Required task a:
Answer these questions about the GNU Radio latency post below:
(i) What range of datarates does the flowgraph need to handle?
(ii) How long does it take to flush the synchronization blocks once node synchronization is accomplished?
(iii) Which flowgraph option did the poster try adjusting?

Document:
* * *
High Flowgraph Latency in 3.6.4.1

addis_a · October 10, 2014, 7:34pm

I thought I would join the list of people emailing the list this week
about
obscure issues with ancient versions of GNU Radio.

I have a flow graph that needs to operate at a variety of datarates from
a
few kbps to about 1 Mbps. Due to the potential for very wide frequency
errors, we still have to sample at >1e6 and decimate for the lower
bitrates.

Toward the end of the receive chain, there are a multitude of blocks
that
are used for Viterbi node synchronization. I’ve found that the number of
blocks in series (3-5), combined with the low datarates at this point in
the flowgraph, lead to latencies on the order of 1-2 minutes. That is
to
say, once the node synchronization is accomplished, it takes 1-2 minutes
to
flush these blocks and get the fresh, good data through. This is
measured
with function probes on the state of the sync process, and BERT analysis
of
the demodulator output [through TCP/IP socket].

Unfortunately, upgrading to 3.7.x isn’t a viable option in the near
term. But have there been any fundamental changes to the scheduler
that
might avoid this problem?
I’ve tried messing around with the output buffer size option in the
flowgraph, but this seems l to have a negligible impact.
I can write some custom blocks to reduce the overall block count,
but
I have demonstrated that this provides a linear improvement, rather
than
the two-order-magnitude improvement I need.
* * *
Required task b: From the listing, extract the lines between the one holding "Mark one point on every instance of the distant" and the one holding "x=639 y=390", inclusive. Leave the pictures out of your answer.

(Point annotation records)
* * *
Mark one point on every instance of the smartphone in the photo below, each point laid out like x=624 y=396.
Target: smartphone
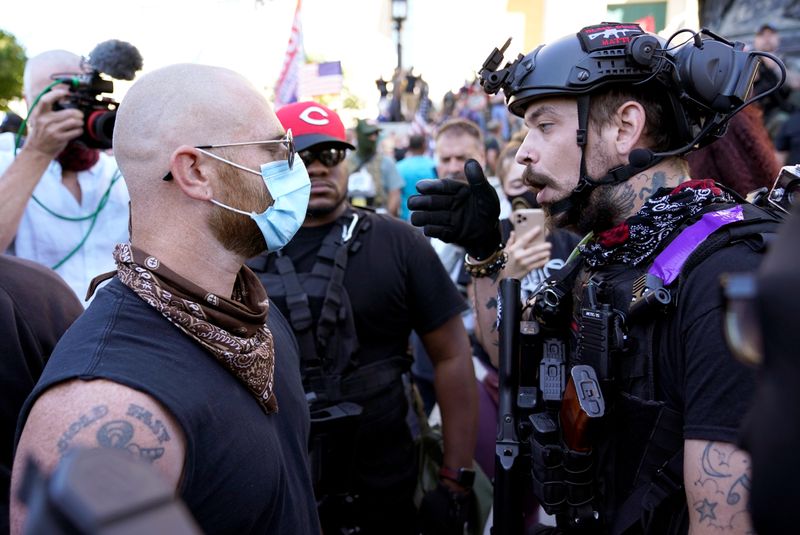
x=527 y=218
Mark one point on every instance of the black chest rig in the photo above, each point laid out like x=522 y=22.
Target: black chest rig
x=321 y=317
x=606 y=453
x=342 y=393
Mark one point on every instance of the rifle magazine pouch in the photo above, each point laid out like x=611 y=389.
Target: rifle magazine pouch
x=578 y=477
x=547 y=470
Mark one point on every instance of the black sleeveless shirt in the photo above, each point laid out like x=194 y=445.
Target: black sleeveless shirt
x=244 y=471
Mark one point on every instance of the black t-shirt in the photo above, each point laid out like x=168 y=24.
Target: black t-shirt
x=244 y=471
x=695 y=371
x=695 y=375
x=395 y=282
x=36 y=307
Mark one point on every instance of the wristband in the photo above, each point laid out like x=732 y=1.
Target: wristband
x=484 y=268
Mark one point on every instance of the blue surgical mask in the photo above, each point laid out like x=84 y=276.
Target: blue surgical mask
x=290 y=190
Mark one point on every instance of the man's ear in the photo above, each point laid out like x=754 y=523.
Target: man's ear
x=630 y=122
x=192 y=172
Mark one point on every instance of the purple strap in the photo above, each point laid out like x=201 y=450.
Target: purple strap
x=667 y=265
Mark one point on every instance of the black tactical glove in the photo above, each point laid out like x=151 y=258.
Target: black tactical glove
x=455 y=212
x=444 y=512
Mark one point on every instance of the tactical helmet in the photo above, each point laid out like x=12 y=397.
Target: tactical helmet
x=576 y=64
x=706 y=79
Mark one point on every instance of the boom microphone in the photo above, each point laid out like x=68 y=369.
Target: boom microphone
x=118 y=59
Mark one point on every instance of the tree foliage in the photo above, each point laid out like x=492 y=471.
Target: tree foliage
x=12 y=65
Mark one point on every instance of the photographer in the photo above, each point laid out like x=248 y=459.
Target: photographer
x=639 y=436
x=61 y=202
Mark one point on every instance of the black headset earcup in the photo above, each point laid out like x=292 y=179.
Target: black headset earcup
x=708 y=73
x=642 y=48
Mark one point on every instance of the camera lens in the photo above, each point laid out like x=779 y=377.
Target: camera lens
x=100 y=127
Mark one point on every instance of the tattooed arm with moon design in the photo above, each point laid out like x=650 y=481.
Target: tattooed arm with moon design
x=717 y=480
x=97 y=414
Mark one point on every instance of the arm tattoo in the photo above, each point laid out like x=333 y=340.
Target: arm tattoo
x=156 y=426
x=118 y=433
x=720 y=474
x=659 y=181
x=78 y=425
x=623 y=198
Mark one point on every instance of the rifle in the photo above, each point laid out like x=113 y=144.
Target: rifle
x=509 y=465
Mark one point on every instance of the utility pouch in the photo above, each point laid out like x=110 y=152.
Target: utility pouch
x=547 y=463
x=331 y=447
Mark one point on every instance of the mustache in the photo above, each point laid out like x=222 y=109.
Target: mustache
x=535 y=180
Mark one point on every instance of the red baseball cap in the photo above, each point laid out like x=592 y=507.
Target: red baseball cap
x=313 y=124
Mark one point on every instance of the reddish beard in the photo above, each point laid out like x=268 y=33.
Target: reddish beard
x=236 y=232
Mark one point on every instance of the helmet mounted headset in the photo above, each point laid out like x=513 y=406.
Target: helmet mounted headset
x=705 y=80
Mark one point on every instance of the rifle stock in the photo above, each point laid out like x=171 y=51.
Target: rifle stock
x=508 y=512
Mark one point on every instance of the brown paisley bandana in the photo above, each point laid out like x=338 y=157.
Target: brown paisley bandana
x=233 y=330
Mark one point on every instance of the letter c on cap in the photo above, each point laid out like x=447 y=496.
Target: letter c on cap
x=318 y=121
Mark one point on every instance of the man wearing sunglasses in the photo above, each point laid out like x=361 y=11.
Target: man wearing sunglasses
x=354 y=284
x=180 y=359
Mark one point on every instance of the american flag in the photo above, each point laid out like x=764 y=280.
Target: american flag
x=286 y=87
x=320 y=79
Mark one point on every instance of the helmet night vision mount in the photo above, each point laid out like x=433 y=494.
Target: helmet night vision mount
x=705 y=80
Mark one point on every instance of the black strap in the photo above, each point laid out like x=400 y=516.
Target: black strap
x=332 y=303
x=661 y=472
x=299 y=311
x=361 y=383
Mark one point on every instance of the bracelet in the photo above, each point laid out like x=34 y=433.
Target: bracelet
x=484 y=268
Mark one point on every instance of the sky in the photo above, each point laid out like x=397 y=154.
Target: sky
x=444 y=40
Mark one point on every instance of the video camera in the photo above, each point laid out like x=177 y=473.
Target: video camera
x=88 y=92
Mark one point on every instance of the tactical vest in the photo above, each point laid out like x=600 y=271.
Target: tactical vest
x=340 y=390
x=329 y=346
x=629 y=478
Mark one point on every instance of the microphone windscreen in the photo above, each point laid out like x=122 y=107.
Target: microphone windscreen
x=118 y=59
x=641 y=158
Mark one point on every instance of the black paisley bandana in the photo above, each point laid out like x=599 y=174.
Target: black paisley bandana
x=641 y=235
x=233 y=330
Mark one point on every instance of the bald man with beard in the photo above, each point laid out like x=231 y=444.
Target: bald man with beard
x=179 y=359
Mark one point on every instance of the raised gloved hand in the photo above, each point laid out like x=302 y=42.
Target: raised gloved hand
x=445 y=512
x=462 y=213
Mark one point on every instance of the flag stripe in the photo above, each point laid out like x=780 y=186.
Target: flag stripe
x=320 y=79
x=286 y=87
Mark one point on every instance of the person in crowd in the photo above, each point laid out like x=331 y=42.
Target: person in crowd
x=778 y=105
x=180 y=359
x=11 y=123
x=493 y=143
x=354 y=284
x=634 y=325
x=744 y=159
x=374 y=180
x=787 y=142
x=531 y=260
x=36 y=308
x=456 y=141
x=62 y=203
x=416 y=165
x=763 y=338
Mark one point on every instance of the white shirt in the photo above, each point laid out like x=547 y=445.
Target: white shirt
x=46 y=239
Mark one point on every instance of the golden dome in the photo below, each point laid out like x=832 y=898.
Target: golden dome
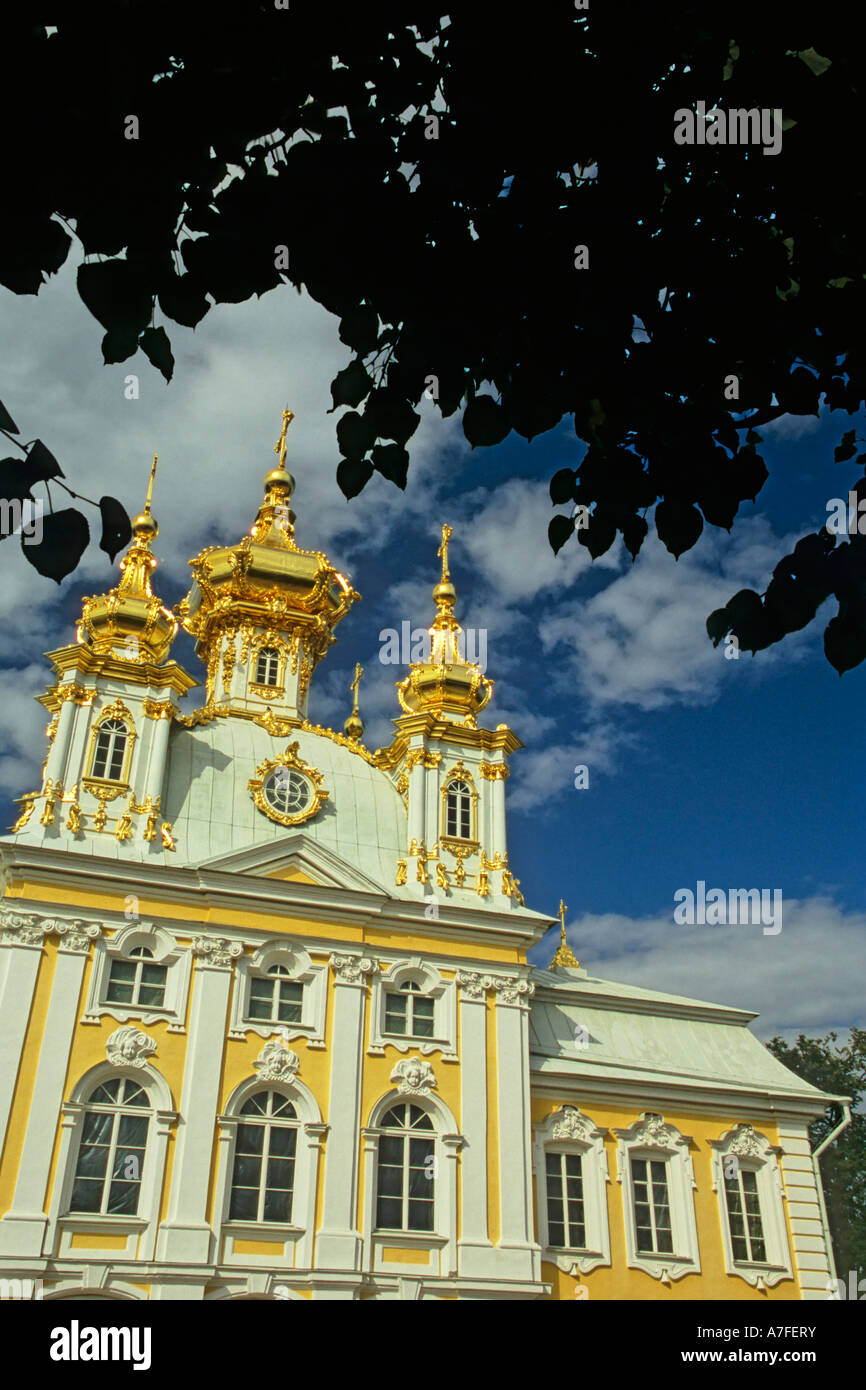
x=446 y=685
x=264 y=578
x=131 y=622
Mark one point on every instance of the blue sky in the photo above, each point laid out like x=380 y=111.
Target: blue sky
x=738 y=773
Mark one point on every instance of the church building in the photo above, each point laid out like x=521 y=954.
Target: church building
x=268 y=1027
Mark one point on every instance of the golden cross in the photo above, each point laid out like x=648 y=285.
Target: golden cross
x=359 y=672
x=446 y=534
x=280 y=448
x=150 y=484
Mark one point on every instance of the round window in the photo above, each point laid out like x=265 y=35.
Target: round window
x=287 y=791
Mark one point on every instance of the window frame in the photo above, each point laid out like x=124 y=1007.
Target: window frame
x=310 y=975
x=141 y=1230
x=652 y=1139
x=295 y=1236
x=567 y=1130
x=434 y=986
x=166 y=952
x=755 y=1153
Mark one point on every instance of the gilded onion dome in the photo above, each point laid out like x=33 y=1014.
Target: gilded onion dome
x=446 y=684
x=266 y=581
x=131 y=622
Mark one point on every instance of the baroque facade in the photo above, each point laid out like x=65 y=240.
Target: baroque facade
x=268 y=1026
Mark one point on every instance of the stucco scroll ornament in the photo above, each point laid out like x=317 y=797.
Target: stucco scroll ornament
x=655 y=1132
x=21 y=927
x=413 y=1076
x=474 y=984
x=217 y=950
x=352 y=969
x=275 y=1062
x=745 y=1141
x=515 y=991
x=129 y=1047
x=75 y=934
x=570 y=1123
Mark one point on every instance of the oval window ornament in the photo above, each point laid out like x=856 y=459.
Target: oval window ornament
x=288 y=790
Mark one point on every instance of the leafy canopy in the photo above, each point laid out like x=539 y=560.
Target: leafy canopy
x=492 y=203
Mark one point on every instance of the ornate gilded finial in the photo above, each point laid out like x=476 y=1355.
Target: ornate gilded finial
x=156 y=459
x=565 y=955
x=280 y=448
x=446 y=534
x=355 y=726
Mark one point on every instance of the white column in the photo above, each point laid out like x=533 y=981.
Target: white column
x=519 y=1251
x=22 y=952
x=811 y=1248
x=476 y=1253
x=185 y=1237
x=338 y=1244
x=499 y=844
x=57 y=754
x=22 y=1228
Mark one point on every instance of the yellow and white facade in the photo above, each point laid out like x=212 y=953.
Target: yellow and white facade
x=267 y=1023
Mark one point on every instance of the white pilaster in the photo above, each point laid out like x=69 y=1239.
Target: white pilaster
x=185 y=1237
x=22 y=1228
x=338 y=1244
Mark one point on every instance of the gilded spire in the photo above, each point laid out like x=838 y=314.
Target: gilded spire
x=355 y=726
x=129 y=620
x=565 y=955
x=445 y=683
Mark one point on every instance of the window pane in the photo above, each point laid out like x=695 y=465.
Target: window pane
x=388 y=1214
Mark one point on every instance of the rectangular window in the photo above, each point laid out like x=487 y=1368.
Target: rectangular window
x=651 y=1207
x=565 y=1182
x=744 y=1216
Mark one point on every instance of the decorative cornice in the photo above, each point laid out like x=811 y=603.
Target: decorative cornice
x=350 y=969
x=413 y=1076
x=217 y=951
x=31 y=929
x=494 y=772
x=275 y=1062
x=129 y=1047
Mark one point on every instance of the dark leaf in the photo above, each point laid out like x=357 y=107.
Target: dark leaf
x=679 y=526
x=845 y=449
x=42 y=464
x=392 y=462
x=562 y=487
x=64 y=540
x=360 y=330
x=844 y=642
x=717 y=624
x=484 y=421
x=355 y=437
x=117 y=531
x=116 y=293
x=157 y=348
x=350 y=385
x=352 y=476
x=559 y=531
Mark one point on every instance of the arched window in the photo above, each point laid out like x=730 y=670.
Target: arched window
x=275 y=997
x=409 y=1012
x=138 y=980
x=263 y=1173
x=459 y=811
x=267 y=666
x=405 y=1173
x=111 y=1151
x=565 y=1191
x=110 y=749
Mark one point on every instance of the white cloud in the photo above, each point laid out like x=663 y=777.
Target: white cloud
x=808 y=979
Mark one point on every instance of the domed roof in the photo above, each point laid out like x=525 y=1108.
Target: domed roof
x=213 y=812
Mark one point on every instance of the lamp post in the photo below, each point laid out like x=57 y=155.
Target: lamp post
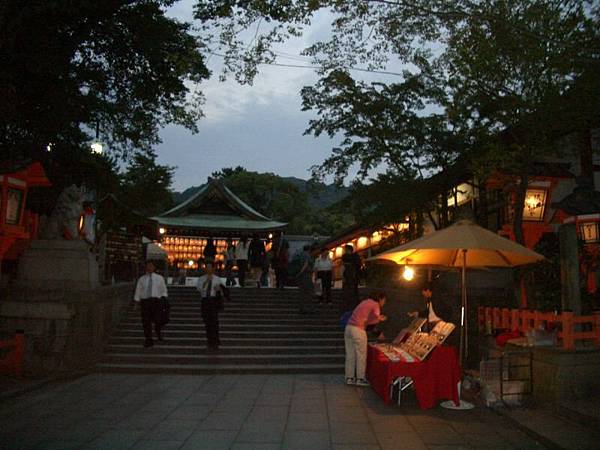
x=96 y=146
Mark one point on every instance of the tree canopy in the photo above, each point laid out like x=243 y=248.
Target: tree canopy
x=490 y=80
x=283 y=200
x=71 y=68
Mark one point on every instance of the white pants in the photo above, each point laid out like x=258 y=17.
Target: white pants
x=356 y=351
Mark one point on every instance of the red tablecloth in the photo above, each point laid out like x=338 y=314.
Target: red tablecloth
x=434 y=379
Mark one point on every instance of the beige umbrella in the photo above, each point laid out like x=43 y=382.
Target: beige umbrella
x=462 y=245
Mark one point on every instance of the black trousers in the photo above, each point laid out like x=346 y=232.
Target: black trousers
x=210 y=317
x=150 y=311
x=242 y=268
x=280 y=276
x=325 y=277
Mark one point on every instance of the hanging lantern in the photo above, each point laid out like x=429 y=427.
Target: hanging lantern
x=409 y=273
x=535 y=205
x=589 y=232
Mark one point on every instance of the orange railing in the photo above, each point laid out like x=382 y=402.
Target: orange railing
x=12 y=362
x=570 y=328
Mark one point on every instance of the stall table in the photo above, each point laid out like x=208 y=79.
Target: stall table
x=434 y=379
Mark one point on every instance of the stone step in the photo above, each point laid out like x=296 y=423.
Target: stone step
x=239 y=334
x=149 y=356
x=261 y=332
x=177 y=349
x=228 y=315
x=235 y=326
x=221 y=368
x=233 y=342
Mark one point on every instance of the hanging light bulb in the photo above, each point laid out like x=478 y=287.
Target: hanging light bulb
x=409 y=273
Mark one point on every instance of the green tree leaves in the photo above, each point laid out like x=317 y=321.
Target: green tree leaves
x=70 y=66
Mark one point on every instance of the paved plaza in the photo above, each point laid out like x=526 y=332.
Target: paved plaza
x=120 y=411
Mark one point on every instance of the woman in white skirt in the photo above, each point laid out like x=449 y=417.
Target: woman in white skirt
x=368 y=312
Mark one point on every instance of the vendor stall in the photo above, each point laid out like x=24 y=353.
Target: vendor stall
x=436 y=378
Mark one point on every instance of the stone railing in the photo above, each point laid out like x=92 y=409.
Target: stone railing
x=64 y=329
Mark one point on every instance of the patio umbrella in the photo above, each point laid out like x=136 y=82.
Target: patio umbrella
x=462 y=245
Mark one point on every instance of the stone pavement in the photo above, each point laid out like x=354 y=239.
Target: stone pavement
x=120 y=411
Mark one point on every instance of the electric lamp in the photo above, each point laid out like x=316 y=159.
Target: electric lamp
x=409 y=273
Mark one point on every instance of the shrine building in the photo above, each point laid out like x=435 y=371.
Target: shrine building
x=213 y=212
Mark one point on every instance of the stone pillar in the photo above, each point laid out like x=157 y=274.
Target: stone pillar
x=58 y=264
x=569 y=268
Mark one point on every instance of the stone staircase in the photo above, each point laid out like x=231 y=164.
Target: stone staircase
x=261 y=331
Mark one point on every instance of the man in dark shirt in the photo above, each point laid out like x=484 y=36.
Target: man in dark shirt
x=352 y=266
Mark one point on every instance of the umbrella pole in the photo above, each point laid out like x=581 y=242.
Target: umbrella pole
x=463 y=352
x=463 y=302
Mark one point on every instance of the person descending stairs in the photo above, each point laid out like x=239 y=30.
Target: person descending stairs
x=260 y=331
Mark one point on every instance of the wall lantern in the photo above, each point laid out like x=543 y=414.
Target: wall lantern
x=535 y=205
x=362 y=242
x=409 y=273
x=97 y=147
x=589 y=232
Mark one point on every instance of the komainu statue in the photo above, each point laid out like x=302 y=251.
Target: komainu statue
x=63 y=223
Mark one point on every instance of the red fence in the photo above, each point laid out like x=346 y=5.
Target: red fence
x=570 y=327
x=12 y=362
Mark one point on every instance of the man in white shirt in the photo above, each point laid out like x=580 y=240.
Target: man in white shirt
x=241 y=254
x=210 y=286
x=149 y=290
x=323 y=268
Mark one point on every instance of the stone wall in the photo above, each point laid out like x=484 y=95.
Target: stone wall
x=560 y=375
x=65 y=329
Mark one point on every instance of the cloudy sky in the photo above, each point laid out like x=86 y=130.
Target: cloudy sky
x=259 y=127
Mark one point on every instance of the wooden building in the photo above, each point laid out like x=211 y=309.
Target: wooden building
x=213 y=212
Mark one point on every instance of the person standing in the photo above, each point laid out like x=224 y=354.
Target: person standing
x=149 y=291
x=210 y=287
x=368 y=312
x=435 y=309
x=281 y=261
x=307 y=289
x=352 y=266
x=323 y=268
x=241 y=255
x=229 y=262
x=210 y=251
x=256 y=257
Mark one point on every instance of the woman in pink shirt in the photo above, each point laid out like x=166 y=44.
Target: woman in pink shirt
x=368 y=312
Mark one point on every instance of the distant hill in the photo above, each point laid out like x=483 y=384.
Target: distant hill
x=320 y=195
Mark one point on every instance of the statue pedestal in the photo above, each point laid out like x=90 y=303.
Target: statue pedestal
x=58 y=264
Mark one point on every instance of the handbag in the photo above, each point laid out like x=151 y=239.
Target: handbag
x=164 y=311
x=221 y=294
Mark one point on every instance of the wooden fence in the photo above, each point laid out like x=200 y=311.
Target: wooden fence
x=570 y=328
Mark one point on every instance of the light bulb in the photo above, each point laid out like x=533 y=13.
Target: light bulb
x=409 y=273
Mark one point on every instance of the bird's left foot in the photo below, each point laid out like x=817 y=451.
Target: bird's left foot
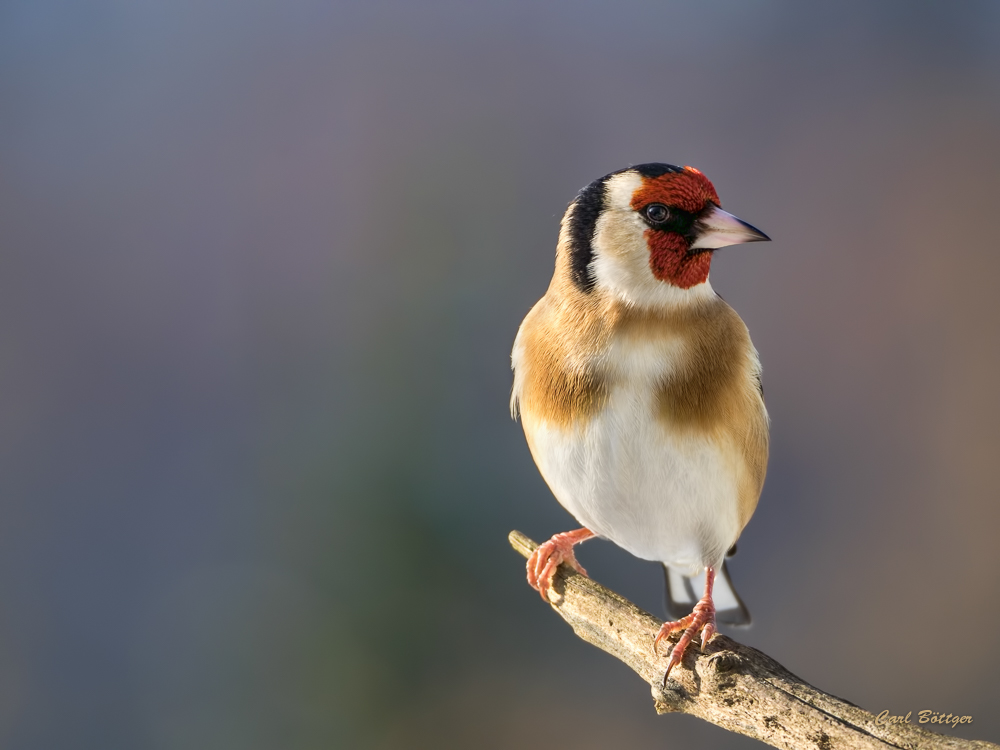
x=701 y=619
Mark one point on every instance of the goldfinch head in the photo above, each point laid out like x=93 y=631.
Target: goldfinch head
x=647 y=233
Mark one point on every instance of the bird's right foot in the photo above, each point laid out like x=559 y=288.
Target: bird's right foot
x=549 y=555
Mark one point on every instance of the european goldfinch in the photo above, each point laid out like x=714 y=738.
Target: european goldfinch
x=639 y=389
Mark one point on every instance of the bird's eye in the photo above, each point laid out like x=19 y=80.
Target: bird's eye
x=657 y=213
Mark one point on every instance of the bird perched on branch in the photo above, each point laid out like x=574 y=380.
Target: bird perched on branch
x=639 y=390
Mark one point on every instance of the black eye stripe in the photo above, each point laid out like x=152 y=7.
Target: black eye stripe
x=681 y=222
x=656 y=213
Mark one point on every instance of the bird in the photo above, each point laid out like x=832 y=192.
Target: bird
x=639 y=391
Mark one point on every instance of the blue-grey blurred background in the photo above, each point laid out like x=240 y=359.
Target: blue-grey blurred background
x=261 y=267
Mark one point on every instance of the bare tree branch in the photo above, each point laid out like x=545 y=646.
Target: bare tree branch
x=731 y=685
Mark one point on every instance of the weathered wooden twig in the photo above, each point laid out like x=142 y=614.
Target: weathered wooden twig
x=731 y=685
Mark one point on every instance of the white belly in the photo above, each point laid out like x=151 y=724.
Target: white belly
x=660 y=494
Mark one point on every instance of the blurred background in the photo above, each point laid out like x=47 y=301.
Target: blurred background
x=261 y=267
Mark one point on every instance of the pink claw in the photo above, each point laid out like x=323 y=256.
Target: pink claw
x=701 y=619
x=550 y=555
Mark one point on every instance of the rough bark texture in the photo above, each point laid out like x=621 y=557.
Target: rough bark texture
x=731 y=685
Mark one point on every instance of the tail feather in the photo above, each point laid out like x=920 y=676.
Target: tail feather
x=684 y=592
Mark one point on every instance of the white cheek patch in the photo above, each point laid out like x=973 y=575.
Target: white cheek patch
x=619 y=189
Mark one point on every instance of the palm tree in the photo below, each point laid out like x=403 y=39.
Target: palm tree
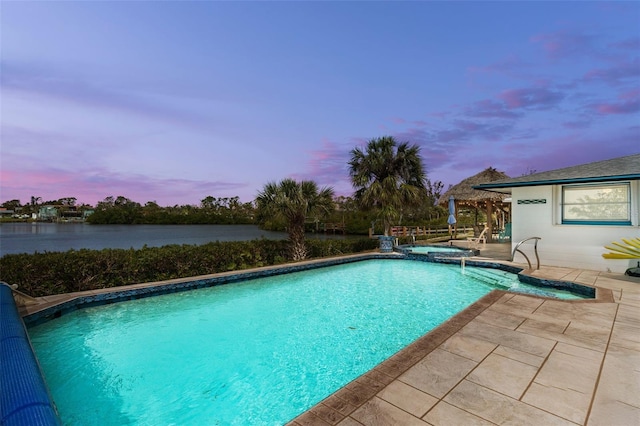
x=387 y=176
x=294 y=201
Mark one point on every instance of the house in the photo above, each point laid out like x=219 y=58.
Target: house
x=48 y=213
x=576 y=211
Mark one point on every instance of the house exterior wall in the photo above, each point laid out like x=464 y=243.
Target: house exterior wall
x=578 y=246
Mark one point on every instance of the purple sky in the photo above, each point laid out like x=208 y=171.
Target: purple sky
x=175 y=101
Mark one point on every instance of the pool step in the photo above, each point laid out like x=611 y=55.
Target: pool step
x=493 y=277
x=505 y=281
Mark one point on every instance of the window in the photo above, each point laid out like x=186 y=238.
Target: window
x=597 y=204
* * *
Correct answer a:
(i) From a few kbps to about 1 Mbps.
(ii) 1-2 minutes.
(iii) The output buffer size option.

Correct answer b:
Mark one point on every instance of the distant hill in the photo above, each point laid out like x=483 y=384.
Target: distant hill
x=320 y=195
Mark one point on every instance of the statue pedestal in the photo above, each point laid out like x=90 y=303.
Target: statue pedestal
x=58 y=264
Mark one point on every instance of the handbag in the photo above, each point laid out like x=151 y=239.
Target: handbag
x=164 y=311
x=221 y=294
Mark one point on every instance of the wooden fence in the photo above, each point laid out like x=200 y=311.
Target: wooden fence
x=570 y=328
Mark one point on every instance of the light bulb in the photo above, each point laid out like x=533 y=13.
Target: light bulb
x=409 y=273
Mark one point on every instance of the bird's left foot in the photo below, each point laid out like x=817 y=451.
Target: bird's left foot
x=701 y=619
Mark one point on every instance of the goldfinch head in the photo above, each point laid out like x=93 y=631.
Target: goldfinch head
x=647 y=233
Mark one point on every instance of the bird's right foot in the photo above, each point laid out like x=559 y=288.
Target: bird's right foot
x=549 y=555
Mark one point on every instance of the european goldfinch in the photo above, each point laid out like x=714 y=738.
Target: european goldfinch
x=639 y=389
Mark one point on every instance of the bird's eye in the photo above, each point laid out like x=19 y=80.
Target: bird's eye
x=657 y=213
Mark one point on every instance of the bird perched on branch in the photo above, each point laid out like x=574 y=380.
Target: bird perched on branch
x=639 y=390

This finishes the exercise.